## Fragment źródłowy:
◇ ◇ ◇ ◇ ◇

2007-08-04, 16:10 | #481 |
Raczkowanie
Zarejestrowany: 2007-05
Lokalizacja: Kraśnik
Wiadomości: 288
|
Dot.: zalotka do rzes...jak...
a co to jest zalotka termiczna?? ^^ )
|
2007-08-04, 16:34 | #482 |
Moderatorka z pazurem
Zarejestrowany: 2006-06
Lokalizacja: Warszawa
Wiadomości: 13 256
|
Dot.: zalotka do rzes...jak...
a takie cudenko co rzesy na cieplo podkreca juz znalazlam inny watek na ten temat, a tak wyglada zastanawiam sie czy kupic
|
2007-08-04, 21:11 | #483 |
Raczkowanie
Zarejestrowany: 2007-05
Lokalizacja: Kraśnik
Wiadomości: 288
|
Dot.: zalotka do rzes...jak...
hmm.... słodkie cudeńko ... az mi sie łoczka zaświeciły jak to zobaczyłam... załoze sie ze wcale to rzęs nie niszczy...
|
2007-08-04, 23:50 | #484 |
Zakorzenienie
Zarejestrowany: 2005-12
Wiadomości: 9 435
|
Dot.: zalotka do rzes...jak...
termiczna zalotka jest do dupy...
|
2007-08-05, 12:33 | #485 |
Moderatorka z pazurem
Zarejestrowany: 2006-06
Lokalizacja: Warszawa
Wiadomości: 13 256
|
Dot.: zalotka do rzes...jak...
|
2007-08-05, 12:40 | #486 |
Raczkowanie
Zarejestrowany: 2007-03
Wiadomości: 154
|
Dot.: zalotka do rzes...jak...
Ja nie używam bo jak używam to sobie rzęsy wyrywam
|
2007-08-05, 13:02 | #487 |
Zakorzenienie
Zarejestrowany: 2007-01
Wiadomości: 4 854
|
Dot.: zalotka do rzes...jak...
agacior89 zadnej wady nie widac!!!!!
ja nigdy nie uzywalam zalotki mimo ze mam 20lat... mialam kiedys taka kolezanke ktora w ten sposb zniszczyla sobie rzesy. po malowaniu wygladaly jakby je przeciela w pol, byly podkrecone ale wiadac bylo kat ostry... okropienstwo, a nie delikatne wywiniecie do gory... |
2007-08-05, 15:03 | #488 | |
Moderatorka z pazurem
Zarejestrowany: 2006-06
Lokalizacja: Warszawa
Wiadomości: 13 256
|
Dot.: zalotka do rzes...jak...

◇ ◇ ◇ ◇ ◇

## Cel ćwiczenia:
Proszę odpowiedzieć na pytania do wątku o zalotce:
(a) Jak we wpisie ze słowami „takie cudenko” opisano działanie zalotki termicznej?
(b) Jaki powód nieużywania zalotki podano we wpisie zaczynającym się od słów „Ja nie używam”?
(c) Ile lat ma osoba, która pisze „ja nigdy nie uzywalam zalotki”?
Poniższe pozycje to osobny materiał, niezwiązany z wątkiem o zalotce.

◇ ◇ ◇ ◇ ◇

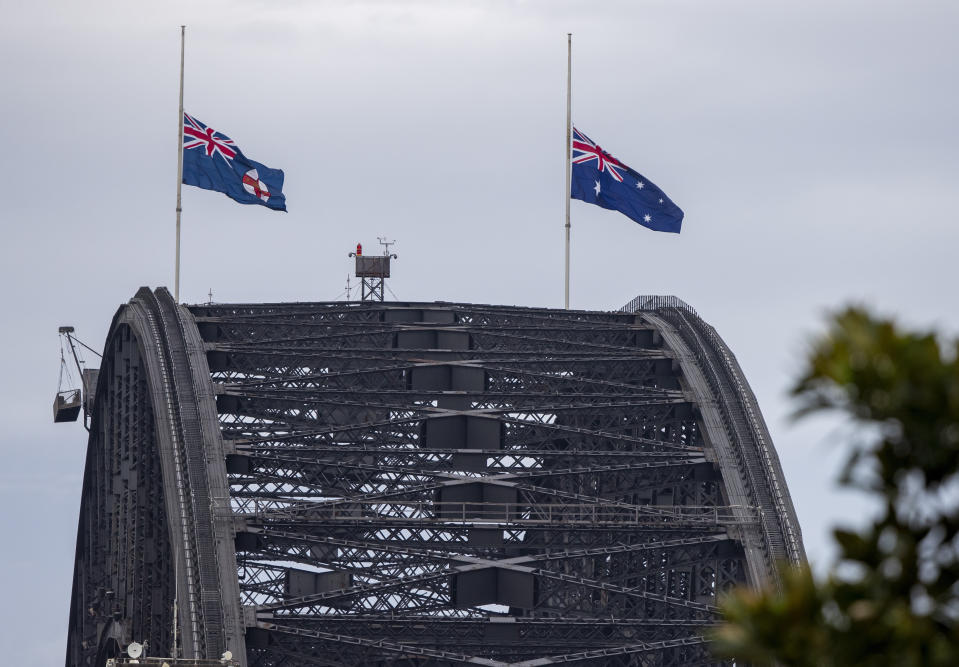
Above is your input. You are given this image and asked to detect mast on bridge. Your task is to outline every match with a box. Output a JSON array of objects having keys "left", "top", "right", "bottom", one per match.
[{"left": 349, "top": 236, "right": 398, "bottom": 301}]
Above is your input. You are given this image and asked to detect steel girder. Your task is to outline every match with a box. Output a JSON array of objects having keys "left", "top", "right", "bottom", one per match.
[{"left": 67, "top": 289, "right": 803, "bottom": 667}]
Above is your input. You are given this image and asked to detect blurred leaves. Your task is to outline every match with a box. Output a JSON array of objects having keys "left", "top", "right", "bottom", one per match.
[{"left": 713, "top": 308, "right": 959, "bottom": 667}]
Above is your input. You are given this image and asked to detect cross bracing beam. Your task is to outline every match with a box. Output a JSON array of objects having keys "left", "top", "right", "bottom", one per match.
[{"left": 68, "top": 290, "right": 801, "bottom": 667}]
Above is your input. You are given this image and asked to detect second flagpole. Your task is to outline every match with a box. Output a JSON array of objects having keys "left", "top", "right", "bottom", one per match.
[
  {"left": 173, "top": 25, "right": 186, "bottom": 303},
  {"left": 565, "top": 32, "right": 573, "bottom": 310}
]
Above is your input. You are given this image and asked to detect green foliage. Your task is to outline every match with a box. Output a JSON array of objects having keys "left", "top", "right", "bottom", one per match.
[{"left": 713, "top": 308, "right": 959, "bottom": 667}]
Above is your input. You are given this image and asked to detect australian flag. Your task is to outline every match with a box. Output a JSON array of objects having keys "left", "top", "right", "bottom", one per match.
[
  {"left": 183, "top": 113, "right": 286, "bottom": 211},
  {"left": 570, "top": 127, "right": 683, "bottom": 234}
]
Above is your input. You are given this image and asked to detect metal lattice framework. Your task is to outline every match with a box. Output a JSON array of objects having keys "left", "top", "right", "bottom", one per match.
[{"left": 66, "top": 288, "right": 804, "bottom": 667}]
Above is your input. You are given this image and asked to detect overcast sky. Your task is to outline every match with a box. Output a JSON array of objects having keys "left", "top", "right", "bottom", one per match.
[{"left": 0, "top": 0, "right": 959, "bottom": 667}]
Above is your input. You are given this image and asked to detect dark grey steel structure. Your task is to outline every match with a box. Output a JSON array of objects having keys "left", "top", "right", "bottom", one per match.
[{"left": 66, "top": 288, "right": 804, "bottom": 667}]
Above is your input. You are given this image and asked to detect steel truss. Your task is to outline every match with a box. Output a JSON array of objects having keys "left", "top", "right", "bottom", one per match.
[{"left": 67, "top": 289, "right": 804, "bottom": 667}]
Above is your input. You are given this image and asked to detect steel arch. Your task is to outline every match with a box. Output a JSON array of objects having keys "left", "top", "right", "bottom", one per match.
[{"left": 66, "top": 288, "right": 804, "bottom": 667}]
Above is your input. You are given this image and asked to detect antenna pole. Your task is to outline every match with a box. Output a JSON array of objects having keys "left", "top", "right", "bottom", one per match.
[
  {"left": 565, "top": 32, "right": 573, "bottom": 310},
  {"left": 173, "top": 25, "right": 186, "bottom": 303}
]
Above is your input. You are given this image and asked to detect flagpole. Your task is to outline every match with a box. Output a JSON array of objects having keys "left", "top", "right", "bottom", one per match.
[
  {"left": 566, "top": 32, "right": 573, "bottom": 310},
  {"left": 173, "top": 25, "right": 186, "bottom": 303}
]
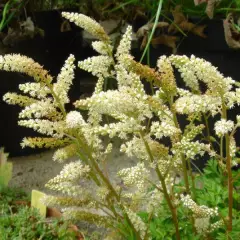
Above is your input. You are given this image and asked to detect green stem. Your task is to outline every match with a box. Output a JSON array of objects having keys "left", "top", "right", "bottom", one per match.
[
  {"left": 169, "top": 97, "right": 191, "bottom": 194},
  {"left": 222, "top": 100, "right": 233, "bottom": 232},
  {"left": 46, "top": 83, "right": 67, "bottom": 117},
  {"left": 76, "top": 136, "right": 141, "bottom": 240},
  {"left": 203, "top": 113, "right": 214, "bottom": 150},
  {"left": 139, "top": 0, "right": 163, "bottom": 63},
  {"left": 139, "top": 132, "right": 181, "bottom": 240}
]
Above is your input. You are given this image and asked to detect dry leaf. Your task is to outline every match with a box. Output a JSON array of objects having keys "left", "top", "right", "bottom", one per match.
[
  {"left": 136, "top": 22, "right": 169, "bottom": 38},
  {"left": 223, "top": 14, "right": 240, "bottom": 49},
  {"left": 168, "top": 5, "right": 207, "bottom": 38}
]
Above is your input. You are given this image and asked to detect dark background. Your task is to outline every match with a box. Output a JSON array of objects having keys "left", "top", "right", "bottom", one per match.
[{"left": 0, "top": 11, "right": 240, "bottom": 161}]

◇ ◇ ◇ ◇ ◇

## Rozwiązanie zadania:
(a) Podkręca rzęsy na ciepło.
(b) Przy używaniu zalotki wyrywa sobie rzęsy.
(c) 20 lat.